● Aim of the exercise: Everything from the line with "Each instance receives one point. Mark the red" through the final line below should be copied out exactly, and nothing else should appear.

● Records to process:

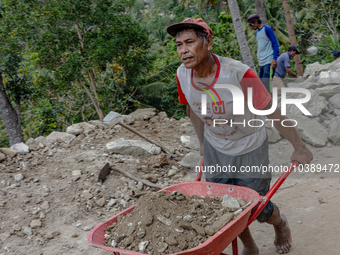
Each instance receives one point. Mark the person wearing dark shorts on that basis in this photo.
(213, 88)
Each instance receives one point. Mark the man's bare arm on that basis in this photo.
(301, 153)
(198, 126)
(289, 71)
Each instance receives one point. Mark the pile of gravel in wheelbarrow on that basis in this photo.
(168, 223)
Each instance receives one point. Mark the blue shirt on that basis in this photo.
(267, 45)
(282, 63)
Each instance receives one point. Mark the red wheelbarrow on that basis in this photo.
(218, 242)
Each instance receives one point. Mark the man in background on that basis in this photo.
(336, 53)
(267, 48)
(283, 67)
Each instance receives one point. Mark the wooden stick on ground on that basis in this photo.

● Answer box:
Each instance receives one point. Mark the red wheelbarrow on that basis in this photo.
(218, 242)
Each instance receives one point. Mark the man in background on that basis in this photo.
(336, 53)
(267, 48)
(283, 67)
Each instance receives one point. Mark the wooden stick on ground on that basis in this photo.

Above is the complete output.